**Goal of the exercise**
Return every record exactly as written.

[Saved entries]

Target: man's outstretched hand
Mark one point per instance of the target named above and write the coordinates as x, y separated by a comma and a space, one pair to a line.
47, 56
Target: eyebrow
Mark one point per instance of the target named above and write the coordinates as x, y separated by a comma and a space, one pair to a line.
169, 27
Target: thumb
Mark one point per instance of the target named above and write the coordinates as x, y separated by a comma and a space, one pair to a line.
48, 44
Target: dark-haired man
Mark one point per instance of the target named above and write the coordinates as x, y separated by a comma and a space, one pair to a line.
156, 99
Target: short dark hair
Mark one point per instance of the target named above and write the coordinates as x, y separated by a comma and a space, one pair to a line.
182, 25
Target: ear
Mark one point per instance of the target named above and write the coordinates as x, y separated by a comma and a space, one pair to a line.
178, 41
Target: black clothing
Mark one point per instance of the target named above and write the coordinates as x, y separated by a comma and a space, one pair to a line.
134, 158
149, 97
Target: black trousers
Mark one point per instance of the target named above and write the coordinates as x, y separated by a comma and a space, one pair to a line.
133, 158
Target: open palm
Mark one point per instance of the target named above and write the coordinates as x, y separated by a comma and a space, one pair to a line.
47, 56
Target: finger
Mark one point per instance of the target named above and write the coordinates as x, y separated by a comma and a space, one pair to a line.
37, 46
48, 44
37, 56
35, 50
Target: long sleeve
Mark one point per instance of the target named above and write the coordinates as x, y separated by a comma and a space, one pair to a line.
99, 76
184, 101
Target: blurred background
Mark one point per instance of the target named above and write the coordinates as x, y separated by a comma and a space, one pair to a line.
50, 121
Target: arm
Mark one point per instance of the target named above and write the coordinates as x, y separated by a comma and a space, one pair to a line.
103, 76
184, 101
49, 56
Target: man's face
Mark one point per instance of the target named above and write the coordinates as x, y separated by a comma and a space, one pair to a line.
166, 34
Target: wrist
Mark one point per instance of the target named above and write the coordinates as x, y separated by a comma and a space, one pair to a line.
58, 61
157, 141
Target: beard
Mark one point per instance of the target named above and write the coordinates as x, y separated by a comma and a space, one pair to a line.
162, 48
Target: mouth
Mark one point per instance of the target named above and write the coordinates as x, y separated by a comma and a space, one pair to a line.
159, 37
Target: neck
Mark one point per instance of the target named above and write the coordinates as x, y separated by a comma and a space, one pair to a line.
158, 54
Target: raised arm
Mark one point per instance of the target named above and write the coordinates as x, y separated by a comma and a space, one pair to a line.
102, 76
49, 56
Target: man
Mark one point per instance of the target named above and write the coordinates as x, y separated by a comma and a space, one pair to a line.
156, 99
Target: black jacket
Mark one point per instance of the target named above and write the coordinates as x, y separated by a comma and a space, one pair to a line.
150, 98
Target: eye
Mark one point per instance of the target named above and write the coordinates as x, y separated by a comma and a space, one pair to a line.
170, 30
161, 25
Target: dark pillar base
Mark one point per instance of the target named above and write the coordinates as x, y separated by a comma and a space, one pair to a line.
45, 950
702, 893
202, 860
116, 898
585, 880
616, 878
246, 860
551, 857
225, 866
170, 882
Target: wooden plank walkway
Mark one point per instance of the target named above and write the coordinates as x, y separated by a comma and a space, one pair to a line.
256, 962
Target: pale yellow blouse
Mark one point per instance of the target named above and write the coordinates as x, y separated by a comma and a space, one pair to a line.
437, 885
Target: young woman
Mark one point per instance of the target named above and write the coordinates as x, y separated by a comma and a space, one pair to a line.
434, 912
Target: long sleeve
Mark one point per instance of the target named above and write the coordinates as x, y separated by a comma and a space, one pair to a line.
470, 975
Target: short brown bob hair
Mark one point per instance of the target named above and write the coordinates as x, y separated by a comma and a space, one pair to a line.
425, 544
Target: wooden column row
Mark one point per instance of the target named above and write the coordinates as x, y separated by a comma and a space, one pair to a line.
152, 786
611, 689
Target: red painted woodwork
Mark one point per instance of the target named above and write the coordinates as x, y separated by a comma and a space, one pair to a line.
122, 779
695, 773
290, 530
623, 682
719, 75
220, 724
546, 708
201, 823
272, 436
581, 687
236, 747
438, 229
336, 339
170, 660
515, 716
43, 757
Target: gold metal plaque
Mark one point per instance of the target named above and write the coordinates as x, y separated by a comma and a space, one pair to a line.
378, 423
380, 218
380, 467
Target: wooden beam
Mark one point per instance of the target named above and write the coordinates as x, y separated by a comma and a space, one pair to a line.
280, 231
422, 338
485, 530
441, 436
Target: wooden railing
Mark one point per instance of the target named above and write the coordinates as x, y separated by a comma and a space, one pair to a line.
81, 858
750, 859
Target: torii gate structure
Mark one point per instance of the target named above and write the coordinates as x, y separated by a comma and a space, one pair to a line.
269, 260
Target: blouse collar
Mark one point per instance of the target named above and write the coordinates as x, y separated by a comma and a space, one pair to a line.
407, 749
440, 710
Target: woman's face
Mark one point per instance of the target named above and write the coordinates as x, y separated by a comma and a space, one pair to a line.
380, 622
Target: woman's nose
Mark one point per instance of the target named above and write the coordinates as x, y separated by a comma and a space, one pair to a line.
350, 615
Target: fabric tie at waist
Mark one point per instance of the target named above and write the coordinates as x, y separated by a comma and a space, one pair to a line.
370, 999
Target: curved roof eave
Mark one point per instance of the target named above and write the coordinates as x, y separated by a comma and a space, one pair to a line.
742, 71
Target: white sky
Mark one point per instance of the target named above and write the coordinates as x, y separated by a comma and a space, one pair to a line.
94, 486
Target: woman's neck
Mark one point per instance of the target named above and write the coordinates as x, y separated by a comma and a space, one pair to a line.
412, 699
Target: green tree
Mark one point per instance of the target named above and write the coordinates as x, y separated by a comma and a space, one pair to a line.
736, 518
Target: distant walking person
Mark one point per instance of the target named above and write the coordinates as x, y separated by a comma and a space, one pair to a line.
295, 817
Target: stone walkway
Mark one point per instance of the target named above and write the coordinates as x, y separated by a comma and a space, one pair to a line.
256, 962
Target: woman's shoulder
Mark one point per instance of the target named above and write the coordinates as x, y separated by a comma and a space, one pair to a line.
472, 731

**Written answer**
Target: man's outstretched hand
Mark one point per instance of the target named above and write the coordinates as x, y separated by a comma and a space, one pair to a line.
47, 56
Target: eyebrow
Mark one point per instance of the target named above and write the coordinates as x, y separated by a comma and a space, one pair to a line.
169, 27
Target: thumb
Mark one point per instance of the target named above and write the coordinates as x, y separated by a comma and a space, one pair to a line.
48, 44
Target: dark-haired man
Mark one point per instance of the target named above and write the coordinates as x, y separated by a comma and a space, one pair to a line.
156, 99
Target: short dark hair
Mark one point per instance of the target named above and write the coordinates as x, y separated by a comma and a space, one pair to a line.
182, 25
Target: ear
Mark one point per instance of the target named above and write the coordinates as x, y separated by a comma and a space, one pair to a line.
178, 41
Target: black clothing
Mark one point per instance of the target named above and write the coordinates as x, y separated by a comma and a space, one pair to a line.
134, 158
149, 97
Target: black trousers
Mark one point per instance of the target named above and write the coordinates as x, y separated by a comma and a space, one pair to a line.
133, 158
Target: open palm
Mark one point per instance of the target named above and write the coordinates as x, y separated by a comma and a space, one pair to a line.
47, 56
Target: finger
Mark one point per instance of the target named above and write the coordinates as x, y separated by a comma and a space, one pair to a line.
37, 46
48, 44
37, 56
35, 50
Target: long sleeve
Mark one point per instance of the target named above and write the coordinates as x, y separated by a comma and a space, one pair to a line.
99, 76
184, 101
Target: blurred background
Mark one point per instance of the target named above and write the coordinates as x, y separated by a comma and a space, one pair to a line.
50, 121
Target: arm
Mark one point per instance of the target named above and write the coordinates as x, y separated by a comma and a space, one pair to a line.
103, 76
184, 101
49, 56
Target: man's face
Mark one point per instance of the target named above and write the coordinates as x, y separated by a comma and a space, one pair to a line.
166, 34
Target: wrist
Mark one point per instance of the target named above and write the coordinates as x, y separated by a comma and a space, one pair to a line.
58, 61
157, 141
Target: beard
Mark one point per instance of the target named above and write the coordinates as x, y separated by a comma and a space, one pair to a line.
162, 48
Target: mouth
Mark one point per instance of the target named above and write the coordinates as x, y separated by a comma and a space, one pair to a line.
159, 37
Target: neck
Mark one point per instance of the target named above and write the coordinates as x, y separated by a comma and a space, one pair to a line.
158, 54
Target: raised arm
Mark one point per instance of the target named above and write the coordinates as x, y separated by a comma and a space, one pair to a line.
102, 76
49, 56
Target: man
Mark one point per instance of the target named above and write the coordinates as x, y separated by a comma and a space, one pair to a line.
156, 99
Target: black jacket
Mark one point per instance of the target named above and write the coordinates as x, y separated by a comma and a space, one pair to a line.
150, 98
Target: eye
Mark one point per instance of the target named above and write the coordinates as x, y separated by a comma and a space, one pair to a line.
170, 30
161, 25
Target: dark pillar base
Mark one point per instance of the target named above and write the coordinates as x, y separated by a comma and a space, one pair to a line.
45, 950
702, 893
202, 860
116, 898
585, 880
616, 878
246, 860
551, 857
225, 866
170, 882
Target: wooden plank walkway
Mark one point per instance of the target named above and write the coordinates as x, y separated by a comma and a space, one pair to a line.
256, 962
Target: pale yellow blouse
Mark one point per instance of the target named above and write the coordinates as x, y separated by a comma and a space, one pair to a line.
437, 885
Target: young woman
Mark one point per instance of the target named above and write the coordinates as x, y separated by a comma and a space, one pair to a line.
434, 912
Target: long sleeve
Mark one point per instance of the target named above and write the coordinates as x, y separated by a comma and a space, one pair to a line.
470, 975
Target: short brown bob hair
Mark one point per instance of the target named above and write the coordinates as x, y separated by a comma and a space, one pair to a line.
425, 544
Target: wooden column row
Mark one point per instance of the target named above and write the coordinates as x, y separated by a comma and a space, one pair to a line.
152, 786
611, 689
Target: red painted woodwork
Mark one point per instance of the target named above and write the coordinates as x, y separated by a comma and a space, one pair to a line.
122, 779
695, 773
290, 530
623, 682
719, 75
220, 724
546, 708
201, 823
272, 436
581, 687
236, 747
438, 229
336, 339
170, 660
515, 716
43, 757
Target: gold metal plaque
Mark one point per instance of the target named above and write the coordinates as x, y separated by a comma and a space, one pair to a line.
378, 423
380, 218
380, 467
Target: wooden beam
Mark one point per instance of the target named above and write the coordinates as x, y separated by a comma and a space, one pair to a line.
280, 231
422, 338
485, 530
441, 436
Target: wooden railing
Mark one point per instance of the target named above and write the coordinates as x, y separated by a comma and a space, one pair to a line.
81, 858
750, 859
Target: torii gate structure
Mark one point per instance of the target named above and write the coordinates as x, y separated by a comma and a space, one pair to a line.
269, 260
Target: blouse collar
Mark one point per instance of the target named above and write the coordinates as x, y separated by a comma and a space, one pair to a line.
407, 749
440, 710
Target: woman's face
Mark one point per instance of the target named above and write the coordinates as x, y separated by a comma and a space, one pair to a line.
380, 622
Target: woman's nose
Mark one point per instance of the target named above and write the coordinates as x, y separated by a comma and a space, one pair to a line.
350, 615
Target: fabric tie at waist
Mark one point per instance of the target named above and write the coordinates as x, y separated by a comma and a space, one pair to a line.
370, 999
Target: curved roof eave
Mark one point per instance of the target named above and write the coordinates as x, y separated by a comma and a space, one pair to a line.
742, 71
Target: white sky
Mark one point per instance of the target named above and write the coordinates as x, y separated by a comma and a space, one pair to a line.
94, 486
Target: woman's neck
Mark one point per instance of the target named above and write the coordinates as x, y separated by a comma and a space, one pair to a line.
412, 699
Target: green tree
Mark one point per instance of the target named above and write the coordinates as x, y separated by a comma and a space, one pair to a line.
736, 518
Target: distant walking person
Mark one point per instance of the target named above and write the coordinates as x, y separated by a comma and a space, one pair to a line.
295, 817
Target: stone walkway
Mark one point per instance of the target named above and write the coordinates as x, y separated by a comma and a space, one pair to a line.
256, 962
Target: woman's shoulder
Mark one point per instance of the target named above and write the coordinates as x, y separated by a comma and a space, one pair to a line.
472, 731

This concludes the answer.